• Document segment:
--------------------------------------------------

Nazi-era German officials who resisted the Holocaust are individuals with official roles or membership in the German government, the Nazi Party, or the German Wehrmacht, between the years 1933–1945 during the rule of the Nazi Party, who resisted the Holocaust, either by working against the government, working to help Jews or other persecuted groups, or trying to reveal the nature of the Holocaust to others.

Government officials
 Georg Ferdinand Duckwitz (29 September 1904 – 16 February 1973) was a German diplomat. During World War II he served as an attaché for Nazi Germany in occupied Denmark. He tipped off the Danes about the Germans' intended deportation of the Jewish population in 1943 and arranged for their reception in Sweden. Danish resistance groups subsequently rescued 95% of Denmark's Jewish population. Israel has designated Duckwitz as one of the Righteous Among the Nations. After 1942, Duckwitz worked with the Nazi Reich representative Werner Best, who organized the Gestapo. On 11 September 1943 Best told Duckwitz about the intended round-up of all Danish Jews on 1 October.

--------------------------------------------------

• Raw records:
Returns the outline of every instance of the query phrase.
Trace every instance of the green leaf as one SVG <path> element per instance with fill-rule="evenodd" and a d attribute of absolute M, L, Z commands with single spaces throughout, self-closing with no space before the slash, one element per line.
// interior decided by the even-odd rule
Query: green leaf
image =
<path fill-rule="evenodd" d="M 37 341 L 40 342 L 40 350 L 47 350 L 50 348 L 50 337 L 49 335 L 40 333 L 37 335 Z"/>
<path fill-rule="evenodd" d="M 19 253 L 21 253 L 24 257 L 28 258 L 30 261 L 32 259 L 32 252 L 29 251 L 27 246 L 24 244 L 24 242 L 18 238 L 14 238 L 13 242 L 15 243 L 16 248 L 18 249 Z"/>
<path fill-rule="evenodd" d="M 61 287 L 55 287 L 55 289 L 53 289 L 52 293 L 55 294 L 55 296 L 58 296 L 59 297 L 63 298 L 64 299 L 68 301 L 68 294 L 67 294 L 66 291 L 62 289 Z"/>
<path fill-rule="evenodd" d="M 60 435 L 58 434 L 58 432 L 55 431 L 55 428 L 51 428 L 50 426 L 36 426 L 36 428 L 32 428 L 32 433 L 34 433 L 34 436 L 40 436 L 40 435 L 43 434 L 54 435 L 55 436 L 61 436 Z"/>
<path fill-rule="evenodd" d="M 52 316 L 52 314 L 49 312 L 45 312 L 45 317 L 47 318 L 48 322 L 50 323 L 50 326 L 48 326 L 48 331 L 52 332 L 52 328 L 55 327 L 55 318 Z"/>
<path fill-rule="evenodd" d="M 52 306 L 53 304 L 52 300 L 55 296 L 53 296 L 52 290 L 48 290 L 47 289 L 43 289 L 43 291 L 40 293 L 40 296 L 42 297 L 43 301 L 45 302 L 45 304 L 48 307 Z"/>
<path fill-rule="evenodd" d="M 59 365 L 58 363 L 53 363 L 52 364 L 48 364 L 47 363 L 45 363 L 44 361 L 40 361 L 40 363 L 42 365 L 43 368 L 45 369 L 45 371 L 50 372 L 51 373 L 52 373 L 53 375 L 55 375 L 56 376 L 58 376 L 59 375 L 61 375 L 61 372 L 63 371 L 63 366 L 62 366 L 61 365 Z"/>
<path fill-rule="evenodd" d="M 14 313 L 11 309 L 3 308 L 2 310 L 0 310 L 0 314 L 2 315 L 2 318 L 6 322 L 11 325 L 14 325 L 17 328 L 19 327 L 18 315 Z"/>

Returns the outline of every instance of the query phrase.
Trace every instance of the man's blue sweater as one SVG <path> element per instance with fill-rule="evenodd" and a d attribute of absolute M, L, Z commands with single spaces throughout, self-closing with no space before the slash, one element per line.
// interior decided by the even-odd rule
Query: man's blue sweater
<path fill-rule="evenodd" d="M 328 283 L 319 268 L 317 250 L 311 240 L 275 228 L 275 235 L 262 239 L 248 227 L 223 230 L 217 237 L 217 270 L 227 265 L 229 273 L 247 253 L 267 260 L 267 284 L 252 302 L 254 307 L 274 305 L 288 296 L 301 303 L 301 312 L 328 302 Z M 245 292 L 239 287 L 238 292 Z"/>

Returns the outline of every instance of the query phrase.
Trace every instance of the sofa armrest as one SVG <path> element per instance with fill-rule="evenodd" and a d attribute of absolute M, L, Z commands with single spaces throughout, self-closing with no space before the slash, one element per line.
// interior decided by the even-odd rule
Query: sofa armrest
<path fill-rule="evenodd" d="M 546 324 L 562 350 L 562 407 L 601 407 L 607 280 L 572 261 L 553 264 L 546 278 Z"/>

--------------------------------------------------

• Stated goal: Retype the passage on Nazi-era officials who resisted the Holocaust exactly, starting at "Government officials" and ending at "on 1 October.".

• Correct output:
Government officials
 Georg Ferdinand Duckwitz (29 September 1904 – 16 February 1973) was a German diplomat. During World War II he served as an attaché for Nazi Germany in occupied Denmark. He tipped off the Danes about the Germans' intended deportation of the Jewish population in 1943 and arranged for their reception in Sweden. Danish resistance groups subsequently rescued 95% of Denmark's Jewish population. Israel has designated Duckwitz as one of the Righteous Among the Nations. After 1942, Duckwitz worked with the Nazi Reich representative Werner Best, who organized the Gestapo. On 11 September 1943 Best told Duckwitz about the intended round-up of all Danish Jews on 1 October.